* **INDICACIÓN**:
Retoma el texto sobre la prohibición del castigo físico a los hijos y sigue escribiéndolo a partir de su última frase.

24 de junio de 2020 - 05:30 a. m.
Una cultura construida en torno a la idea de que la disciplina requiere el uso de la fuerza genera personas más violentas, pero no necesariamente más educadas. / Foto de referencia
Una cultura construida en torno a la idea de que la disciplina requiere el uso de la fuerza genera personas más violentas, pero no necesariamente más educadas. / Foto de referencia
Foto: Pixabay - Pixabay

La propuesta de prohibir el castigo físico como mecanismo de educación por parte de los padres a los hijos ha generado dos preguntas interesantes. La primera es si la violencia debería seguir siendo una opción en la relación desigual que se da durante la crianza. La segunda es si el Estado colombiano tiene derecho a intervenir en esos espacios de intimidad para decirles a los padres qué no pueden hacer.

Primero hay que reconocer que el problema existe. A lo largo de la historia, la violencia ha sido vista como una herramienta adecuada para “educar”. Ocurría en los colegios y sigue pasando en los hogares. Una investigación del año pasado de la Universidad de la Sabana encontró que el 52 % de los padres siguen golpeando a sus hijos con un objeto. Es necesario repetir para enfatizar: más de la mitad de los padres del país golpean a sus hijos con un objeto. ¿Cuál es el propósito?

Una cultura construida en torno a la idea de que la disciplina requiere el uso de la fuerza genera personas más violentas, pero no necesariamente más educadas. De hecho, los estudios científicos indican que quienes crecen con temor a los padres luego pueden convertirse, ellos mismos, en seres violentos. Lo que estamos enseñando es el odio y la fuerza como solución a los problemas. Por creer que ayudamos, estamos fomentando una Colombia irracional y llena de personas cargando traumas desde sus infancias.

* **DATOS MOSTRADOS**:
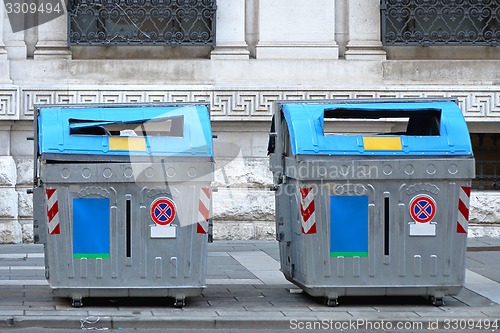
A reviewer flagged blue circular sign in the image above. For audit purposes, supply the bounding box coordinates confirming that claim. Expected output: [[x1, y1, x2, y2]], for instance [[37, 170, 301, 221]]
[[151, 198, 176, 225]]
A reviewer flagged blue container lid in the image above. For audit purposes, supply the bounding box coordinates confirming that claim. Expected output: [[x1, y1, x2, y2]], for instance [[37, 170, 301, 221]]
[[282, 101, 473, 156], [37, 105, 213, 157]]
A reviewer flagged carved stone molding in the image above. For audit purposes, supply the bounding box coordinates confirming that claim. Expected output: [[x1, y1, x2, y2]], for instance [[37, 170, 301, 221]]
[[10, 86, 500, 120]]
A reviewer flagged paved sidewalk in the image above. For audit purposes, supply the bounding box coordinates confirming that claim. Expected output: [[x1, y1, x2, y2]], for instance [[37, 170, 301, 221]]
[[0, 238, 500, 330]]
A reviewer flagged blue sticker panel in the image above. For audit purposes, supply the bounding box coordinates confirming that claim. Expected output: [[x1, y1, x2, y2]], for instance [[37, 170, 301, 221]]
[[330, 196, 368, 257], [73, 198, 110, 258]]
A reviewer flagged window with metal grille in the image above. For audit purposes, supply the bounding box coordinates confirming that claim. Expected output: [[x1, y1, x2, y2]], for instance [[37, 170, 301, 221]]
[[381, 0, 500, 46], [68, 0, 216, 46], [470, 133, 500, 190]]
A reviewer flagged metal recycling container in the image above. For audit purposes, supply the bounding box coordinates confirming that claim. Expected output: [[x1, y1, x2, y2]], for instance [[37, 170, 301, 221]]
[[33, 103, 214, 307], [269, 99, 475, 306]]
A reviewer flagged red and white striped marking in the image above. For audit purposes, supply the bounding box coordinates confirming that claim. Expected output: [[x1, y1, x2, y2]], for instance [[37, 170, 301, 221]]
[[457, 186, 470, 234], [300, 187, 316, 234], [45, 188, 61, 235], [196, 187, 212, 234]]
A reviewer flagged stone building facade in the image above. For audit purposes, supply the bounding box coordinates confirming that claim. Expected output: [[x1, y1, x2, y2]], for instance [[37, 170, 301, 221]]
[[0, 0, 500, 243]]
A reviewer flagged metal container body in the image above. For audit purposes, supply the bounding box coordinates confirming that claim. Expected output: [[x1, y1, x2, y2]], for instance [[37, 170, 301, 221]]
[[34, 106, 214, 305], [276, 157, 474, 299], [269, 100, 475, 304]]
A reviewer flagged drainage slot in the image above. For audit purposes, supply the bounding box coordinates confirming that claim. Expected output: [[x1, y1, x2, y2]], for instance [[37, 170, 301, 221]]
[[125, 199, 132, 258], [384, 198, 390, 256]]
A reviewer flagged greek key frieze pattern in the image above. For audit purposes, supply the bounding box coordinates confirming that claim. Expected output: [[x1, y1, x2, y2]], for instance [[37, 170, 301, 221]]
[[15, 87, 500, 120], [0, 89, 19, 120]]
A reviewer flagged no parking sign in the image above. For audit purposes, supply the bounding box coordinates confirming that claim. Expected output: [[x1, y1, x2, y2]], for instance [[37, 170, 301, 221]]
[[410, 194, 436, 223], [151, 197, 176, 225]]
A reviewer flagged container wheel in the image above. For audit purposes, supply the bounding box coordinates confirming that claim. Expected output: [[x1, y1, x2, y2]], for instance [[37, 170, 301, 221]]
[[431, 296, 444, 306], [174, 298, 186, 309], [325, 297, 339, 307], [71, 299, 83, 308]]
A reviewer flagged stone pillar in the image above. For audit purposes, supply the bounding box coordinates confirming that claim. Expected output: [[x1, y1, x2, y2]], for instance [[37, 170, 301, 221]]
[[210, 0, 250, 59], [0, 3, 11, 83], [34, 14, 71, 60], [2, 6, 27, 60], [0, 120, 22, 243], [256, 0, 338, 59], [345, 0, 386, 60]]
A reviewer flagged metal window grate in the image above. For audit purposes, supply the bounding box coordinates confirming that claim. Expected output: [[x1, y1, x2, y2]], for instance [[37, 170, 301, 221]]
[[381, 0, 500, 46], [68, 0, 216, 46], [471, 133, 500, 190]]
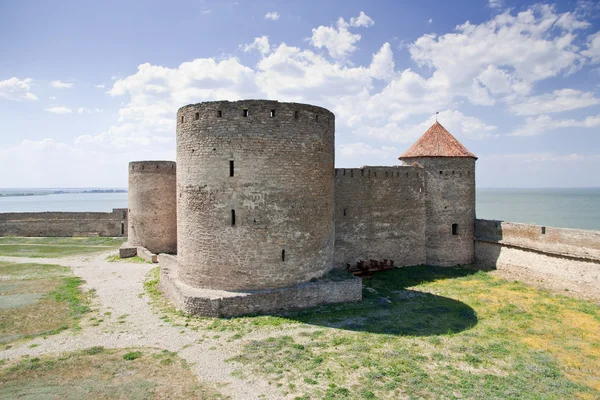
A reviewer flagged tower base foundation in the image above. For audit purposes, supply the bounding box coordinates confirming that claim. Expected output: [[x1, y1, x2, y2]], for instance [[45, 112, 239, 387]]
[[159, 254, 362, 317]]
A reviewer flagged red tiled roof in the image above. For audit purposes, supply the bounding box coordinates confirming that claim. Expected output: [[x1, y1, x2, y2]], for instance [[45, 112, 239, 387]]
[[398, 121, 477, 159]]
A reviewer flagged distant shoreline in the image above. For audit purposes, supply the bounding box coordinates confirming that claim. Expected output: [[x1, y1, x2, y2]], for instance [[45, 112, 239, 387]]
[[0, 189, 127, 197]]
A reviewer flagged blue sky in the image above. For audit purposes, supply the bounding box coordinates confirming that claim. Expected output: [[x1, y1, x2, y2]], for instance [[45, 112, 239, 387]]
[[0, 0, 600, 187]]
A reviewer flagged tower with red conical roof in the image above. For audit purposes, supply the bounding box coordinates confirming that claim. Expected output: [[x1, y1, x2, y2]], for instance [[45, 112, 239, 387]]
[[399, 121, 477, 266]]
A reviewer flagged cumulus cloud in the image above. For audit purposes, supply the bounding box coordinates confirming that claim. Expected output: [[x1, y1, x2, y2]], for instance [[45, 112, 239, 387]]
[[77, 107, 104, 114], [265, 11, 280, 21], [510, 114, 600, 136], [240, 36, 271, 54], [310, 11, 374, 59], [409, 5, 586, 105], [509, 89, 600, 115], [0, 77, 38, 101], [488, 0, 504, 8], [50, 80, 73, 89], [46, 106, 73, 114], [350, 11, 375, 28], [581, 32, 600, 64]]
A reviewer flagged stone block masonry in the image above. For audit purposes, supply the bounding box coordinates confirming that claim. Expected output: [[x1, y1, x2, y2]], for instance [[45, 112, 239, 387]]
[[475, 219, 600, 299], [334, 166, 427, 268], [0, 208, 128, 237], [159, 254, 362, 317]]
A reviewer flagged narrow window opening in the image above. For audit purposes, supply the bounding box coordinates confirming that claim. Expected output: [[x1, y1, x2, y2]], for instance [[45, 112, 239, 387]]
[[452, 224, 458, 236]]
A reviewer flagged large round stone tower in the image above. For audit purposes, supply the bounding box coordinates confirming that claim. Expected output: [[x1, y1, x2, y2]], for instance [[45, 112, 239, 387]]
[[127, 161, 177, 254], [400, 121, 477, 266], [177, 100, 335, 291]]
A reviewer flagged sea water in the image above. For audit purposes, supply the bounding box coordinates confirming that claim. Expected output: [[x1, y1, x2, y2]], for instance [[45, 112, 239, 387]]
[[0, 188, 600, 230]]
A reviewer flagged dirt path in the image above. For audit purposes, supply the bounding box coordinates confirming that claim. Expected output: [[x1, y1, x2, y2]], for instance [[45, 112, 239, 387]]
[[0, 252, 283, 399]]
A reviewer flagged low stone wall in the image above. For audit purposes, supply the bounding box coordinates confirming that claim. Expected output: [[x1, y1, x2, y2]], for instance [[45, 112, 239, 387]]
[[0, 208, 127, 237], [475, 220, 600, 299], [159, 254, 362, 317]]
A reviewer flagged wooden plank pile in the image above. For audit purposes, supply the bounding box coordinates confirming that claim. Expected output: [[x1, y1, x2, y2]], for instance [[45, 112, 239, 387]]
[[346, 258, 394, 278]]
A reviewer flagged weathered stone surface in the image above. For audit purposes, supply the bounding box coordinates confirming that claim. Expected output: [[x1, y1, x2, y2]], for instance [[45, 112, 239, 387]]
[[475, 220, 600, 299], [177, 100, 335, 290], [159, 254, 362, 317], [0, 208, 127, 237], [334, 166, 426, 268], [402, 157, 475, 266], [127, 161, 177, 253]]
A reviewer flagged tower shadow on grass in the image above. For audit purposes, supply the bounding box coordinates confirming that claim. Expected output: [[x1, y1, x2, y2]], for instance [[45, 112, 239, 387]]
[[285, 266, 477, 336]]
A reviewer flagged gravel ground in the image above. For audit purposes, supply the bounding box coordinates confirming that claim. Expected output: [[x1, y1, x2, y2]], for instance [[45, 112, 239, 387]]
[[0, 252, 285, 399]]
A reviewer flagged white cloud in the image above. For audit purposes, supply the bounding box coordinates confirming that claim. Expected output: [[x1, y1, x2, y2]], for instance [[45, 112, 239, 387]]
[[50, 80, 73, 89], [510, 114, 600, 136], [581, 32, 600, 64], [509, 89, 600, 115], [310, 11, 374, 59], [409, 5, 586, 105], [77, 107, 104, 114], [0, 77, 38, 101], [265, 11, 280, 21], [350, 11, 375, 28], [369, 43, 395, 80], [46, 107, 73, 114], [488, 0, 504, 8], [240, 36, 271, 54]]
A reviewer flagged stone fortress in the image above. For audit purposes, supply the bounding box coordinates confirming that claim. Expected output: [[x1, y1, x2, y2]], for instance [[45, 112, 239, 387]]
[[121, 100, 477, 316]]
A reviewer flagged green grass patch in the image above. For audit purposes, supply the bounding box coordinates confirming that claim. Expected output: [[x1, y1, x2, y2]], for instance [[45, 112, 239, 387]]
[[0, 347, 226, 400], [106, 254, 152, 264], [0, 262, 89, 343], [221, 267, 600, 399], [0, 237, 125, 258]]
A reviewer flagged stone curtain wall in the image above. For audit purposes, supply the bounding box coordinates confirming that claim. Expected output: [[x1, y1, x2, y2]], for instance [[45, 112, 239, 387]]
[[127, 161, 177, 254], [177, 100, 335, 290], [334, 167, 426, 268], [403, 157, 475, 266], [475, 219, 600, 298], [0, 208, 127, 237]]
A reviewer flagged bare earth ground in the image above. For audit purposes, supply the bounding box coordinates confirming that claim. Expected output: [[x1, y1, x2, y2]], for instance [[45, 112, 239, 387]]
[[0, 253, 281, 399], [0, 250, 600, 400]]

* **RESPUESTA**:
Ya lo dijo Lina Arbélaez, directora del Instituto Colombiano del Bienestar Familiar (ICBF): “Los gritos y los golpes dejan cicatrices imborrables en nuestros niños, generan marcas a largo plazo, afectan su desarrollo y, por ende, el de la sociedad”. No hay motivos para que sigamos viendo con buenos ojos a un padre que vulnera a sus hijos.

Cuando pasamos a entender el tema como un problema de violencia, surgen dos consideraciones adicionales. Por un lado, que los niños no son propiedad de los padres. Si bien su autonomía está limitada, siguen siendo sujetos de derechos. Entre ellos hay uno básico: a no ser maltratados.

Por otro lado está la pregunta por la intervención del Estado. ¿Debería el Congreso prohibir los castigos físicos o, como han sugerido algunos parlamentarios, se trata de una intromisión indebida? No es una pregunta menor. En El Espectador siempre hemos considerado que cualquier tipo de intromisión estatal tiene que ponderarse a la luz de la importancia de los derechos individuales. El paternalismo estatal camina muy cerca del autoritarismo indebido. Sin embargo, sí hay motivos que justifican la entrada de la sociedad a los espacios íntimos. La violencia es uno de ellos.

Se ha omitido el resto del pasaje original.